START DATA SUPPLIED

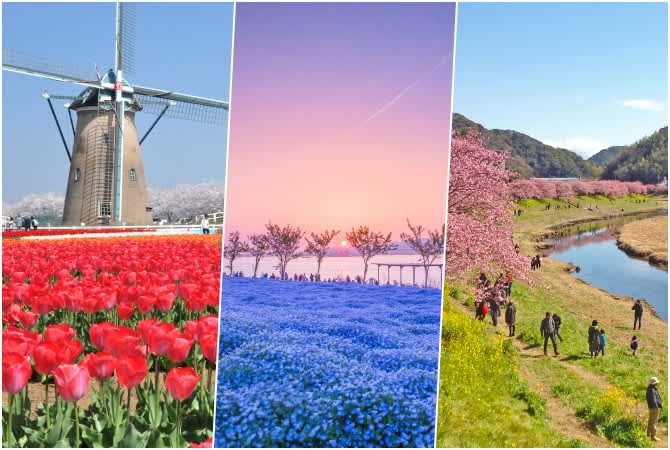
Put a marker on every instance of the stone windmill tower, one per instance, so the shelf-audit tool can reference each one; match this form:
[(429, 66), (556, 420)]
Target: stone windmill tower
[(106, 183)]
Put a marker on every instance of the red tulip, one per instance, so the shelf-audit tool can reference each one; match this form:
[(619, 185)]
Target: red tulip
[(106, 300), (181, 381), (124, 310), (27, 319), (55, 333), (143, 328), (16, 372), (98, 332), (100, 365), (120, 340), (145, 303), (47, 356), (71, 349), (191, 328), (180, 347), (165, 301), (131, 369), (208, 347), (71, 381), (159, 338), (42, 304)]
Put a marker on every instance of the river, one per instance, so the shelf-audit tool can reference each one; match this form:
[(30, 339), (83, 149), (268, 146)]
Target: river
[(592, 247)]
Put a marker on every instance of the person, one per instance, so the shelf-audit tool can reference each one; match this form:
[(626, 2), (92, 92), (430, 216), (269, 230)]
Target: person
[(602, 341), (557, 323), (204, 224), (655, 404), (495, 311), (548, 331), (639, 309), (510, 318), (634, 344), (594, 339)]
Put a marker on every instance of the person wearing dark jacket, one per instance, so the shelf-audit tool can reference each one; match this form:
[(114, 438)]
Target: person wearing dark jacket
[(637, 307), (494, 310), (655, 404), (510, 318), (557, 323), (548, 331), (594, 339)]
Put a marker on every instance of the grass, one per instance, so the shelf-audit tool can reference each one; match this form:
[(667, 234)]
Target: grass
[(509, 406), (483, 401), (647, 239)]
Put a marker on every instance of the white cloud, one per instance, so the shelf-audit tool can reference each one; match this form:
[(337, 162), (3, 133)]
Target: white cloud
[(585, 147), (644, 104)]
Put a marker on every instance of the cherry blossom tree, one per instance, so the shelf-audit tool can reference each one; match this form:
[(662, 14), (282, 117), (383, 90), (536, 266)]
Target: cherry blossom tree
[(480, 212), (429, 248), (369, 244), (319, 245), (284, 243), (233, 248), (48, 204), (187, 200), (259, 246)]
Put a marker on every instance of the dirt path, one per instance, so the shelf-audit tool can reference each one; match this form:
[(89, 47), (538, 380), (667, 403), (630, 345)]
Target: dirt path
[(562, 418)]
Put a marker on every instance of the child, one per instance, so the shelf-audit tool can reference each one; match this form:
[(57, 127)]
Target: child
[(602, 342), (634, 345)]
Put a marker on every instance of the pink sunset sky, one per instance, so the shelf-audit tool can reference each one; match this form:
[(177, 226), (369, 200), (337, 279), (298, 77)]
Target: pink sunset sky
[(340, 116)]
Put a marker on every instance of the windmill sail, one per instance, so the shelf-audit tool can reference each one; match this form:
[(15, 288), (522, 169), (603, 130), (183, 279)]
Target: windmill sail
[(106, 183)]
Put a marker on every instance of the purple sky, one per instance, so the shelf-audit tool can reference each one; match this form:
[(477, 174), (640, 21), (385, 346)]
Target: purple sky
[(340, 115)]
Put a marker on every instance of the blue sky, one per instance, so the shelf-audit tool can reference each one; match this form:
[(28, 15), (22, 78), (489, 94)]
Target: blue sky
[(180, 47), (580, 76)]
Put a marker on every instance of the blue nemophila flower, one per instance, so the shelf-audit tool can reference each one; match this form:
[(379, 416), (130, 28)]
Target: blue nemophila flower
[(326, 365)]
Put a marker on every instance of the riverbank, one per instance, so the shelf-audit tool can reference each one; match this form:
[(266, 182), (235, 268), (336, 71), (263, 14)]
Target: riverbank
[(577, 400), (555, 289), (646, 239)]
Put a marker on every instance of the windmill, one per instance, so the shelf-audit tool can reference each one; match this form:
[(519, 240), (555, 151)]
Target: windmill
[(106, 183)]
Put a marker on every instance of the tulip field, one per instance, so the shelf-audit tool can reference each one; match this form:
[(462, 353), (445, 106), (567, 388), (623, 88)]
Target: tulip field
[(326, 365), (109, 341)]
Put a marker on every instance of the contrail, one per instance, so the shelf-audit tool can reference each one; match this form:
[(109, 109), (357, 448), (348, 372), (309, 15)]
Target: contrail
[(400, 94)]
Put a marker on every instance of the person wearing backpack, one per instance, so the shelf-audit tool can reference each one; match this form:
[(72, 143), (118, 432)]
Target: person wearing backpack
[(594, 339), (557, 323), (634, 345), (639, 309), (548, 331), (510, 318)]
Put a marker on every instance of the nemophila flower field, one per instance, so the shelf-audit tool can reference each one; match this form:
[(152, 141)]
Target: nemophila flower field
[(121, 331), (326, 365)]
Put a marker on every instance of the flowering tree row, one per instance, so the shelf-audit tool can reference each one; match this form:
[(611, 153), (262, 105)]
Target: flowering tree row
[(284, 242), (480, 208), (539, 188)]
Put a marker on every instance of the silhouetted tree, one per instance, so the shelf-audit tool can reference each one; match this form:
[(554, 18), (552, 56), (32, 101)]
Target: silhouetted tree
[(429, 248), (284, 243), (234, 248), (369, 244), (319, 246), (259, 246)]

END DATA SUPPLIED

• [TASK OBJECTIVE]
Pictures aside, write out all of the records exactly.

• [WRITTEN ANSWER]
Put a marker on every instance of the stone windmill tower, one per instance, so the shelf-audit tool can reference each one; match this form:
[(429, 66), (556, 420)]
Target: stone windmill tower
[(106, 183)]
Put a marker on every instance of the red tulip, one per instance, so the shelf-audit tool can reference each one; match this form:
[(619, 185)]
Target: red tulip
[(106, 300), (181, 381), (124, 310), (27, 319), (55, 333), (143, 328), (16, 372), (98, 332), (100, 365), (120, 340), (145, 303), (47, 356), (71, 349), (191, 328), (180, 347), (165, 301), (131, 369), (208, 347), (71, 381), (159, 338), (42, 304)]
Put a marker on every instance of the river, one per instance, so the shelf-audit tool can reference each one; match this form:
[(30, 339), (83, 149), (268, 146)]
Target: river
[(592, 247)]
Put a marker on every instance of the person, one per instance, so the shelf-audit tool can reference each one; match this form:
[(626, 2), (92, 92), (430, 216), (269, 230)]
Target: person
[(602, 341), (557, 323), (204, 224), (655, 404), (495, 311), (548, 331), (639, 309), (510, 318), (634, 344), (594, 339)]
Put a marker on every instance of the person wearing dark jacket, one per instance, so the shelf-audit tool can reference each one; match this form:
[(114, 438)]
Target: person wearing dark jacket
[(637, 307), (494, 310), (655, 404), (510, 318), (557, 323), (548, 331), (594, 339)]
Put a marker on every instance of the grass, one per instance, so the shelf-audit tool can reference each one; match this form:
[(667, 234)]
Target: grass
[(509, 406), (483, 401), (647, 239)]
Put a marker on every instance of the white cloud, one per instance, so the shelf-audit tool can reference each one; match this form:
[(337, 162), (3, 133)]
Target: white cloud
[(585, 147), (644, 104)]
Put a marker on every instance of the cherry blossom tree, one per instance, so the shelf-audit tool can reference each one; match this form:
[(662, 14), (282, 117), (383, 90), (536, 266)]
Target: cherry blossom tree
[(480, 212), (429, 248), (369, 244), (319, 245), (284, 243), (233, 248), (48, 204), (187, 200), (259, 246)]
Put a marker on every instance of the dirt path, one per instance, so the shelf-audit tool can reference each one; match this form:
[(89, 47), (538, 380), (667, 403), (630, 345)]
Target: dirt path
[(562, 418)]
Put a marker on every instance of the child, one per instance, so the shelf-audit tool can reference each one; match this form:
[(57, 127)]
Target: child
[(602, 342), (634, 345)]
Put a marker on every instance of the pink sunset sky, one per instance, so the shelf-audit tool can reference each one; match this form:
[(177, 226), (369, 200), (337, 279), (298, 77)]
Target: pink sunset sky
[(340, 116)]
Put a marker on every instance of the windmill sail, one per instance, so the shelf-audit tool can reference each one; match this form:
[(15, 288), (522, 169), (603, 130), (183, 279)]
Target: windmill sail
[(106, 183)]
Put a marker on every instance of the purple sky, one per instance, so the shelf-audit tool can reference each one; match this form:
[(477, 174), (640, 21), (385, 346)]
Target: purple sky
[(340, 115)]
Put a marker on every instance of the blue sky, one per instance, so the shelf-audit tool can reference each one; match this form:
[(28, 15), (22, 78), (489, 94)]
Target: blue sky
[(180, 47), (580, 76)]
Put a marker on every instance of the blue nemophila flower, one per instance, so the shelf-audit tool can reference each one; match this form:
[(379, 416), (130, 28)]
Target: blue nemophila flower
[(326, 365)]
Put a marker on every instance of the riverbank, one per instance, so the shelf-audit tool can reference each one; match this form:
[(266, 182), (235, 268), (336, 71), (263, 14)]
Target: riverbank
[(577, 400), (555, 289), (646, 239)]
Put a marker on every instance of the windmill, one per instance, so the shelf-audit tool can reference each one; match this form:
[(519, 240), (555, 151)]
Target: windmill
[(106, 183)]
Put a marker on every instance of the tulip field, one per instance, so the shelf-audit tool can reference each one; match this form:
[(462, 353), (445, 106), (567, 388), (623, 88)]
Target: tulip field
[(326, 365), (109, 341)]
Put a marker on every instance of the contrail, one per instance, so the shelf-audit tool can reference each one; match this form:
[(109, 109), (357, 448), (348, 372), (309, 15)]
Target: contrail
[(400, 94)]
Put a marker on every instance of the person wearing backpack, one per instance, so the shelf-audit tool can reference each one; match this form:
[(72, 143), (118, 432)]
Target: person wearing backpack
[(594, 339), (557, 323), (634, 345), (639, 309), (548, 331), (510, 318)]
Put a marker on every instance of the nemophila flower field, one per instance, so the shelf-audit tool can reference each one; match this form:
[(152, 141)]
Target: nemophila flower field
[(121, 331), (326, 365)]
Put a marker on every instance of the flowering tree row, one per instance, so the shelf-audit tool can reference each one; match this form:
[(611, 153), (262, 105)]
Target: flowering tree row
[(284, 242), (480, 208), (539, 188)]
Put a marker on every instance of the silhouetted tree, one per instance, so the shelf-audit tool can reference each one; match this form:
[(554, 18), (552, 56), (32, 101)]
Target: silhouetted tree
[(429, 248), (284, 243), (234, 248), (369, 244), (319, 246), (259, 246)]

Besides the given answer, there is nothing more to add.